==== Provided passage ====
Some Thoughts on the MOOCopalypse

31 Jan 2014moocs

I was obscurely disappointed to discover that I wasn’t the first person to come up with “MOOCopalypse”. I think I could claim first dibs on “MOOCaclysm” if I wanted, since there are no Google hits for it, but it’s not quite as good.

Unless you’ve been living under a rock for the last couple of years, you’ve probably heard of MOOCs (Massive Open Online Courses). These are courses offered online by universities or other suppliers, intended to bring high-quality higher education resources to a wide and varied audience. I’ve done a few of these courses: Peter Norvig and Sebastian Thrun’s Stanford AI course, one on fantasy and science fiction, and more recently Jeff Ullman’s automata theory course and another on general game playing (about which I’ll write something once I’ve had some time to work on the software I developed as part of the course).

There has been a bit of a hoo-ha about MOOCs recently, mostly because Udacity, the company founded by Sebastian Thrun (High Priest and foremost evangelist of MOOCdom, part-time Googler, ex-Stanford) has stepped back from its original lofty goals to concentrate on vocational and professional training. This is obviously a bit of a comedown: from Opening the Academy to the World to “Introduction to Salesforce App Development” (the first course listed on Udacity’s site as I write this).
====
Stated exercise 1: In the MOOCopalypse post, what was the first course listed on Udacity's site when the post was written?
==== Entries shown ====
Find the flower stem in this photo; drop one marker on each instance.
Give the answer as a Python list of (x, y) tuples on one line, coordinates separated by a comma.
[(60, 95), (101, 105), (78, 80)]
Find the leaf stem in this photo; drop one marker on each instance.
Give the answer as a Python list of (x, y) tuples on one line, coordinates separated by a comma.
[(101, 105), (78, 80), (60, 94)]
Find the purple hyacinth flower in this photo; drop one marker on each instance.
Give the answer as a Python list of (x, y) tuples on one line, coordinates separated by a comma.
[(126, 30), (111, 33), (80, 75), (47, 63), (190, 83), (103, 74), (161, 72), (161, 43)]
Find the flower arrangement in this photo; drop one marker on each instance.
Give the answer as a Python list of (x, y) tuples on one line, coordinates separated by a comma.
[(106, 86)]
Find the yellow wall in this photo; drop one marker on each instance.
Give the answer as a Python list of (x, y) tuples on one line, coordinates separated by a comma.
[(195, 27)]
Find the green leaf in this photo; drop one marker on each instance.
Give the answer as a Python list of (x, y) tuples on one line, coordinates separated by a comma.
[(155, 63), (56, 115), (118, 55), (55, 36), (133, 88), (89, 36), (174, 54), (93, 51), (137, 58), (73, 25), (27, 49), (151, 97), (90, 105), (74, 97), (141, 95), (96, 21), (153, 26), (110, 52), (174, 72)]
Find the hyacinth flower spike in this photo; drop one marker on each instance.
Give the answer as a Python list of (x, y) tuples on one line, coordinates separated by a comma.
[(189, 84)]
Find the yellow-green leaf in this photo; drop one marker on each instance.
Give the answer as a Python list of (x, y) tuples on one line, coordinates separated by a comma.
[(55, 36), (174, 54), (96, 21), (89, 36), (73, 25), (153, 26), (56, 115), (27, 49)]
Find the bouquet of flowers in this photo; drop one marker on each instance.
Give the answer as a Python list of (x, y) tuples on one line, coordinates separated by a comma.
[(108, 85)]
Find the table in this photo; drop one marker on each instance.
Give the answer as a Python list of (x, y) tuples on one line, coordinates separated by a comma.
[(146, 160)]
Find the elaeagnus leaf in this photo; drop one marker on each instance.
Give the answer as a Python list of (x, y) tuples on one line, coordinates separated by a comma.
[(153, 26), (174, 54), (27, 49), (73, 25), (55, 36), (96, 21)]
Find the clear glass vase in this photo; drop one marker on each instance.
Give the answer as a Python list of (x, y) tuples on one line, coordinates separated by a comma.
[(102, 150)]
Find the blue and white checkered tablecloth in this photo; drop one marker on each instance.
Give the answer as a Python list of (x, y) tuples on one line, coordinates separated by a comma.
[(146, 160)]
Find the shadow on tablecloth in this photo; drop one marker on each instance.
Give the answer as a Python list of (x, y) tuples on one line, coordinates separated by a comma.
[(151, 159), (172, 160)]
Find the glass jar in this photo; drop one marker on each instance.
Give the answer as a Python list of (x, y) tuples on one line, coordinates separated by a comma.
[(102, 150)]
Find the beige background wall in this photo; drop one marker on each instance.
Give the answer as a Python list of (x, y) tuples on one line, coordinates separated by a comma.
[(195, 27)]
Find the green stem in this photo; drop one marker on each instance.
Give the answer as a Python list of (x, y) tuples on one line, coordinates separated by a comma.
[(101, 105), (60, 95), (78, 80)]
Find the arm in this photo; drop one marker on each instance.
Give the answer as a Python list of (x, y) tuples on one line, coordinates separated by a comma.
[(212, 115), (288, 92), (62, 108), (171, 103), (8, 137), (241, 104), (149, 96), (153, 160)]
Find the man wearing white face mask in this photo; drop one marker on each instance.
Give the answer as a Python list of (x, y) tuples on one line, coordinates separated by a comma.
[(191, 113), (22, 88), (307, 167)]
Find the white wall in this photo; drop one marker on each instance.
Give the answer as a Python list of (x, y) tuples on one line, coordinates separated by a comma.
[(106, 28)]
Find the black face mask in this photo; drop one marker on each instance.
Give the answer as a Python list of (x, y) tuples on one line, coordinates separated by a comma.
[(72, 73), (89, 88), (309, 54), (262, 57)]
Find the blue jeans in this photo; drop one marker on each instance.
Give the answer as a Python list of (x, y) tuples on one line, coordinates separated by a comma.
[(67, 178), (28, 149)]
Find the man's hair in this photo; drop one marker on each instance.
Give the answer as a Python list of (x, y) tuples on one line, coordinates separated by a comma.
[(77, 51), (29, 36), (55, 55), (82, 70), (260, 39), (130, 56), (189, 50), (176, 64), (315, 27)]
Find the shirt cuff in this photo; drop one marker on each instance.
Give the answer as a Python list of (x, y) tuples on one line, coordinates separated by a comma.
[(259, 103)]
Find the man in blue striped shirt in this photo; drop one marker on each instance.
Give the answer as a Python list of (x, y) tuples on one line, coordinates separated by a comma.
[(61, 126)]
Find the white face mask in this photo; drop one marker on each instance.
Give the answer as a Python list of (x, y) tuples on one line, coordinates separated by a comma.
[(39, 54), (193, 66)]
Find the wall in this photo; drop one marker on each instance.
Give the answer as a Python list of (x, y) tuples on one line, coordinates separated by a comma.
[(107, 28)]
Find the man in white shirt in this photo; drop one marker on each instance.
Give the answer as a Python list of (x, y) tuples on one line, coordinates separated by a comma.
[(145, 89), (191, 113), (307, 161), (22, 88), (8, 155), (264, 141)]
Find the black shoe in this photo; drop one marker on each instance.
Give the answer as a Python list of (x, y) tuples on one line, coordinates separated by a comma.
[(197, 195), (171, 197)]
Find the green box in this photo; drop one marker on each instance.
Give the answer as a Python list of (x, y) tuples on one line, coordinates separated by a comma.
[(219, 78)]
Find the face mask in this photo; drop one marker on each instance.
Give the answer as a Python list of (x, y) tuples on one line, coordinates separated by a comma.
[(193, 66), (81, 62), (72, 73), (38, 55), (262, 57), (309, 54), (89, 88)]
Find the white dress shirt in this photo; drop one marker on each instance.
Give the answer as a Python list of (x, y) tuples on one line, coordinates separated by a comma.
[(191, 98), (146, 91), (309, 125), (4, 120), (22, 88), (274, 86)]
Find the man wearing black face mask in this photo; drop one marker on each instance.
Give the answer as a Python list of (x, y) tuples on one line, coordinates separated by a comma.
====
Stated exercise 2: From the records, output everything from the line containing "Find the wall" down to the line containing "[(107, 28)]" as a JSON list of strings, one string per line, leaving out blank lines.

Worked solution 1: "Introduction to Salesforce App Development"

Worked solution 2:
[
  "Find the wall in this photo; drop one marker on each instance.",
  "Give the answer as a Python list of (x, y) tuples on one line, coordinates separated by a comma.",
  "[(107, 28)]"
]